=== EXERCISE DETAILS ===
Reproduce the listing below in full, substituting "image" for every occurrence of "photograph" and changing nothing else. Omit the pictures from your answer.

Dataset records

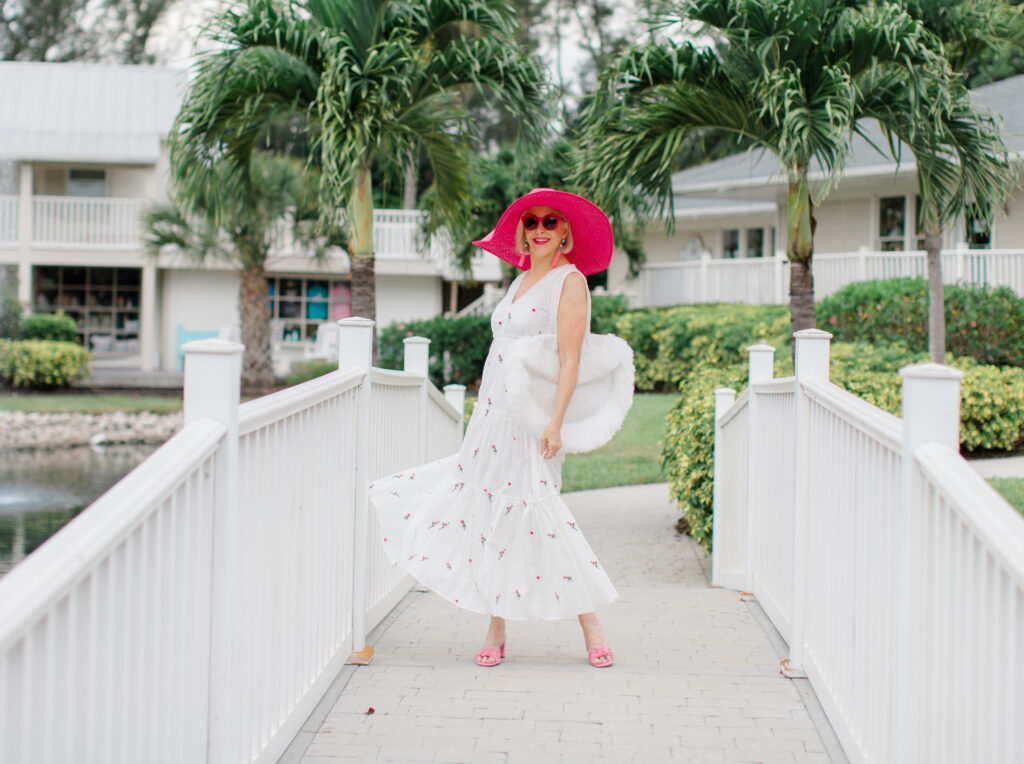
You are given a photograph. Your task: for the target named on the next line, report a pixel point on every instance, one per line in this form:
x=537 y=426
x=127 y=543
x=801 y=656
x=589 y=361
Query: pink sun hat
x=592 y=242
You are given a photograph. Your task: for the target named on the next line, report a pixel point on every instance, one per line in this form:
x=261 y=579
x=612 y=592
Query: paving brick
x=695 y=679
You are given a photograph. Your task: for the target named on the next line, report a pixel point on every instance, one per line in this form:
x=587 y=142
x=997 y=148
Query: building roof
x=759 y=168
x=89 y=113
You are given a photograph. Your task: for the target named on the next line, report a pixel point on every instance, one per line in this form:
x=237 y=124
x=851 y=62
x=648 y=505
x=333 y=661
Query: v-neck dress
x=485 y=527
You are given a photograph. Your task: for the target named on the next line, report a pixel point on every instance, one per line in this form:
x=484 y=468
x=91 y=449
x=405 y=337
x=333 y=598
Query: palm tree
x=968 y=30
x=238 y=225
x=794 y=77
x=372 y=83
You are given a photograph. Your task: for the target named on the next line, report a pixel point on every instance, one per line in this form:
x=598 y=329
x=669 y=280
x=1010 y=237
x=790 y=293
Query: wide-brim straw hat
x=592 y=241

=== RESULT FOR THIS EXERCISE ===
You are given a image. Your task: for the target named on the next line, report a pixel point on every instance, one per line in this form:
x=537 y=426
x=127 y=543
x=801 y=656
x=589 y=361
Query: pink sun hat
x=592 y=242
You are given a image. Your task: for the target named on the next line, report a pixel point on every instance, one per line in this form:
x=261 y=579
x=612 y=592
Query: paving brick
x=695 y=679
You are given a image. Your task: for the target named on the next line, report a pixel point on every instance, one per line in this form:
x=587 y=142
x=997 y=148
Query: building roof
x=759 y=168
x=89 y=113
You are given a image. Your task: for the target named on the next line, report a pixel point on every instance, one per line in this form:
x=237 y=124
x=851 y=62
x=648 y=505
x=333 y=661
Query: v-neck dress
x=485 y=527
You are given a image. Your task: for the target named on the next line, report a pixel point on every instance, one per line in this form:
x=484 y=468
x=91 y=449
x=405 y=337
x=333 y=598
Query: palm tree
x=968 y=30
x=238 y=225
x=794 y=77
x=372 y=83
You are given a image. Your task: for the target named on the next line, report a pixel point on every instance, one per line in this form:
x=598 y=329
x=669 y=280
x=1010 y=237
x=790 y=293
Query: wide-brim straw hat
x=592 y=241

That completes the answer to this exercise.